» **Reading passage**:
----------
These examples highlight a commonality of the type of data that functional data analysis applies to. These data are called functional data. Functional data may consist of discrete observations. However, the observations are random samples of a continuous function. For example, meter read data is often periodic but the process of energy consumption is continuous. Thus, periodic meter read data would be an excellent use case to apply functional data analysis techniques.
A unique feature of functional data analysis is that the fitted curves can be differentiated. This feature opens new avenues of research and analysis. The method described in this paper makes use of this feature. Specifically, the first derivative of the fitted curves, \(\frac{dx}{dt}\).
A search on Google Scholar for “"functional data analysis" +utilities +energy” resulted in 174 entries. Part of the motivation of this paper is to advance the use of functional data analysis in energy and across utilities. The primary motivation for this research is to propose a novel way to define the peak hours of consumption for individual customers. Now more than ever utilities need to be data-driven and customer-centric, and to have a deep understanding of their customers’ behavior. This paper investigates an application of functional data analysis that could help utilities to construct hyper-personalized time-of-use plans, to facilitate marketing and sales initiatives, or even to enhance existing analyses.
This analysis is based on a simple random sample of 54,797 Consumers Energy residential customers. The data consists of weekday, averaged hourly meter reads. Noise was added to the summarized data to adhere to Consumers Energy compliance regulations. Only customers with at least six months of consumption history were considered. For the sampled customers, the last 24 months of meter reads were obtained. However, a customer need not necessarily have 24 months of history. A sampled customer might only have 13 months of history for example.
At Consumers Energy, the on-peak hours for business customers are defined as weekdays from 11 am - 7 pm. While for residential customers on-peak is defined as weekdays 2 pm - 7 pm. These on-peak windows were defined from the point of view of the grid and describe the hours of the day during which electricity demand is the highest.
These on-peak windows, however, say nothing about an individual customer’s energy consumption behavior. A better understanding of the peak hours of consumption per customer would help identify customers to target for the time-of-use plan. The individual on-peak hours could also be used as features in a predictive analysis as additional metrics to describe customer behavior. An analysis of the on-peak hours constructed from the aggregated individual on-peak hours might reveal there are clusters of customers that behave similarly.
Consumers Energy is a public utility founded in 1886 and is located in Michigan. Consumers Energy provides electricity and natural gas to 6.8M customers. It has about 5.9 Gigawatts of generation capacity.5
This section outlines how the peak hours of consumption per customer are defined.
Sections:
The choice was made to summarize the data before applying functional data analysis. It is possible to apply FDA to ungrouped data and then summarize the fitted curves. However, given the size of the data, it’s simpler to work with summarized data. For example, there are millions of records for the 54,797 sampled customers. Additionally, the fitted curves are the same regardless of whether FDA was applied to the summarized or unsummarized data. For this analysis, the meter read data was summarized via the mean. The following examples highlight the nature of data summary steps.
----------
» **Source excerpt**:
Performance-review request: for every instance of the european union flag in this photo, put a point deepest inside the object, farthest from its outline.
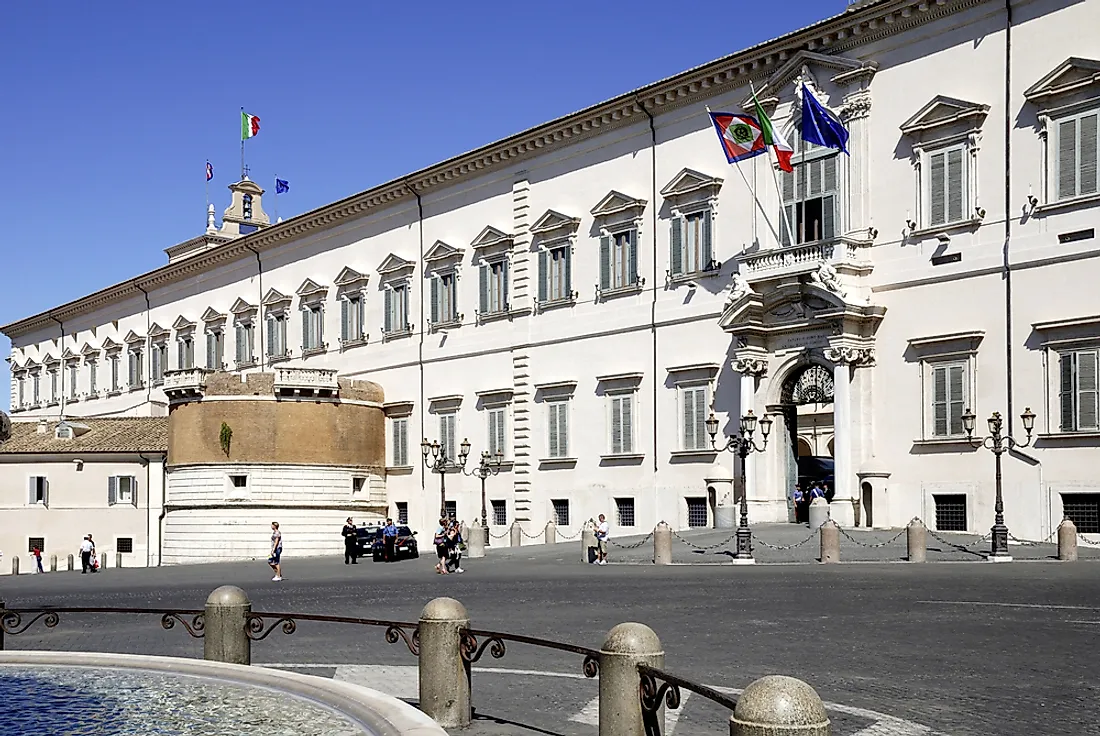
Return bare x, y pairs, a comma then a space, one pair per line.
820, 125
----------
» **Given request 1**:
Condense the paragraph of the passage on functional data analysis that begins "This analysis is based on" into a bulleted list that keeps its main facts.
» **Given request 2**:
Reproduce word for word the part of the passage on functional data analysis between "Consumers Energy is" and "data summary steps.", inclusive.
Work only from the passage on functional data analysis, not from the listing.

» **Written response 1**:
- The analysis uses a simple random sample of 54,797 Consumers Energy residential customers.
- The data are weekday, averaged hourly meter reads.
- Noise was added to the summarized data to comply with Consumers Energy compliance regulations.
- Only customers with at least six months of consumption history were included.
- The last 24 months of meter reads were obtained, though a customer could have less history, such as 13 months.

» **Written response 2**:
Consumers Energy is a public utility founded in 1886 and is located in Michigan. Consumers Energy provides electricity and natural gas to 6.8M customers. It has about 5.9 Gigawatts of generation capacity.5
This section outlines how the peak hours of consumption per customer are defined.
Sections:
The choice was made to summarize the data before applying functional data analysis. It is possible to apply FDA to ungrouped data and then summarize the fitted curves. However, given the size of the data, it’s simpler to work with summarized data. For example, there are millions of records for the 54,797 sampled customers. Additionally, the fitted curves are the same regardless of whether FDA was applied to the summarized or unsummarized data. For this analysis, the meter read data was summarized via the mean. The following examples highlight the nature of data summary steps.